PAGE TEXT –
The Manistique and Lake Superior Railroad (M&LS) was an American Class III railroad serving the Upper Peninsula of Michigan from 1909 to 1968.  It provided service from Manistique, Michigan to a junction with the Duluth, South Shore and Atlantic Railway at Doty, Michigan, southeast of Munising, Michigan.  Its nickname was The Haywire.

The M&LS was chartered in 1909 to penetrate what was then a booming lumber and pulpwood region of the central Upper Peninsula.  Almost from the start, it served as an affiliate of the Ann Arbor Railroad and was connected with the larger railroad's northwestern terminus at Elberta, Michigan, by Ann Arbor Railroad car ferry.  The Elberta-Manistique run was one of the longest regularly scheduled railroad car ferry runs operated in North America.

The M&LS connected with the Duluth, South Shore and Atlantic Railway in Shingleton, just east of Munising, and with the Lake Superior and Ishpeming Railroad at Doty, as well as with the Soo Line in its headquarters of Manistique.

DIRECTIVE 1 – According to the railroad text, what was the nickname of the Manistique and Lake Superior Railroad?
The railroad text and the records have no connection to each other.

SUPPLIED RECORDS –
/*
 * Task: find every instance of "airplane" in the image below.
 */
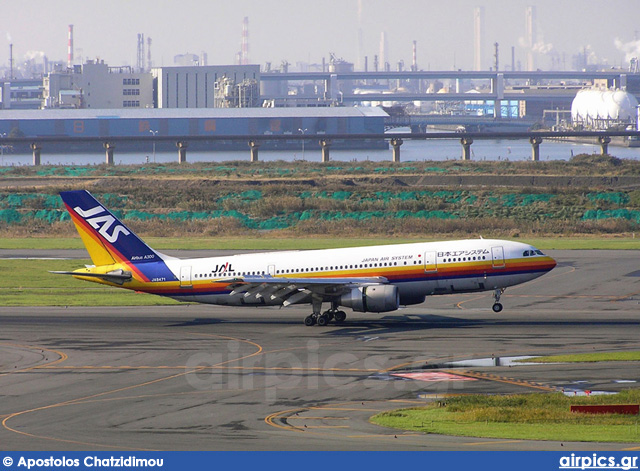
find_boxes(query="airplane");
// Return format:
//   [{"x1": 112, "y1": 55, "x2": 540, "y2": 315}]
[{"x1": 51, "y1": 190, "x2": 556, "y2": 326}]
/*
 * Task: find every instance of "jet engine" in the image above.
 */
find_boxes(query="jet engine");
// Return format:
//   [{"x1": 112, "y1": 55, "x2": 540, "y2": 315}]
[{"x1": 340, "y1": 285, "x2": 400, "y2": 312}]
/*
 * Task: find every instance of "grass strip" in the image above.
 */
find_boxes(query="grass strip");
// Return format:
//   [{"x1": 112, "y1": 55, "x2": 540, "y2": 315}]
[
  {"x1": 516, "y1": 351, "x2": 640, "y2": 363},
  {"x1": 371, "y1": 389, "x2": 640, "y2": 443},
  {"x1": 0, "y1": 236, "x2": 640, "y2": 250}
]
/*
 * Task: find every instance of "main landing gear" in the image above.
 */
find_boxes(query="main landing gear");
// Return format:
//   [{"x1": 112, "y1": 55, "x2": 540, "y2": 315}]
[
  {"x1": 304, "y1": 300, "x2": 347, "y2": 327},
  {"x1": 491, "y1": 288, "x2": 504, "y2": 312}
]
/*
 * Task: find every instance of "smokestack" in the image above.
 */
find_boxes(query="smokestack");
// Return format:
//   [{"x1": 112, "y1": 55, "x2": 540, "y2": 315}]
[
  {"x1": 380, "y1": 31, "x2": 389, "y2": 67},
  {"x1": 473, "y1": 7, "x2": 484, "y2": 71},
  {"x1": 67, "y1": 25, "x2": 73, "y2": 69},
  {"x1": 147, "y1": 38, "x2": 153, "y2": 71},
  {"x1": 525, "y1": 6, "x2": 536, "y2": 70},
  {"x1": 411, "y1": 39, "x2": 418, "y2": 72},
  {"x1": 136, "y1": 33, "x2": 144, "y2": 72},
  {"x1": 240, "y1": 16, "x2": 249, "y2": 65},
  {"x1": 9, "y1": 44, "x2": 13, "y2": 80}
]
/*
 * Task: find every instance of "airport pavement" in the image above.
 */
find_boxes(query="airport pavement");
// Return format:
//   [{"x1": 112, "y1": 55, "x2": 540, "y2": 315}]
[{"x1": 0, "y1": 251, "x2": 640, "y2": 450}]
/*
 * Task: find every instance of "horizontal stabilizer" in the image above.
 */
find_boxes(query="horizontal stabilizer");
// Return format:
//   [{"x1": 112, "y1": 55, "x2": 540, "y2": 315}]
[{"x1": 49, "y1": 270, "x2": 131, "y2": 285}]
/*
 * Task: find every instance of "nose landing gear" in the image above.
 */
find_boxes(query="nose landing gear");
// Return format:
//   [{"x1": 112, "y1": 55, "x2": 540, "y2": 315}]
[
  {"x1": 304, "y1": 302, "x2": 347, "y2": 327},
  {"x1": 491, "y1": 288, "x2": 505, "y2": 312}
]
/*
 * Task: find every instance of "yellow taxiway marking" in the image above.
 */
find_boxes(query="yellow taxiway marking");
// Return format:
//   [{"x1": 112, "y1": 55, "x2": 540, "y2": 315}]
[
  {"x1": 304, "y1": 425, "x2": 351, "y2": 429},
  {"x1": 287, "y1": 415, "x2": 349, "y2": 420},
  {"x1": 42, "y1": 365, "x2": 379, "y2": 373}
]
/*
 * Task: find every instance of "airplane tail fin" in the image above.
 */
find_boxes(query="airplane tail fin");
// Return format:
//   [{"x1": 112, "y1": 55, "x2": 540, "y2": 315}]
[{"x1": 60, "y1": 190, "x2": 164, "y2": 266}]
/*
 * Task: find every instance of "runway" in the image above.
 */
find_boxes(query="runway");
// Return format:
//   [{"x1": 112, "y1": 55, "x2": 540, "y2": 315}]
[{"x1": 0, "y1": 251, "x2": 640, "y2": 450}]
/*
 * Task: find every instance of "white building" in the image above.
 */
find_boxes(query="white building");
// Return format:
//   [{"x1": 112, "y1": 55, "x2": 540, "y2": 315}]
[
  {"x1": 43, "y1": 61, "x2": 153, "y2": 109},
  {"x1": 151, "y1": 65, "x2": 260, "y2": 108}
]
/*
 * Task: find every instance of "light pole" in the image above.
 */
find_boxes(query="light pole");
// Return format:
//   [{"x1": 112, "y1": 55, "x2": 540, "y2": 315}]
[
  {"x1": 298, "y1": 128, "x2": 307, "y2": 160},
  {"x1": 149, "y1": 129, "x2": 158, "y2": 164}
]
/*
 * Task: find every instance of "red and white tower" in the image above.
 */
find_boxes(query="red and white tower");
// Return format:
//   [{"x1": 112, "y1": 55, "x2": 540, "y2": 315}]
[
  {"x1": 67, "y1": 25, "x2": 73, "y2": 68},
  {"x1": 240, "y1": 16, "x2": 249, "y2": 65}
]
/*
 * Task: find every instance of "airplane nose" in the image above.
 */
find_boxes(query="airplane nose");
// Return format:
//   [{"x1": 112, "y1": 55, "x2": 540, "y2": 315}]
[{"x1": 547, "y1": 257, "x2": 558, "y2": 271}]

DIRECTIVE 2 – Gather every line of the records that contains the string "nose".

EXPECTED OUTPUT 1 – The Haywire.

EXPECTED OUTPUT 2 –
 * Task: find every instance of "nose landing gear" in the image above.
find_boxes(query="nose landing gear");
 * Task: find every instance of "airplane nose" in the image above.
find_boxes(query="airplane nose");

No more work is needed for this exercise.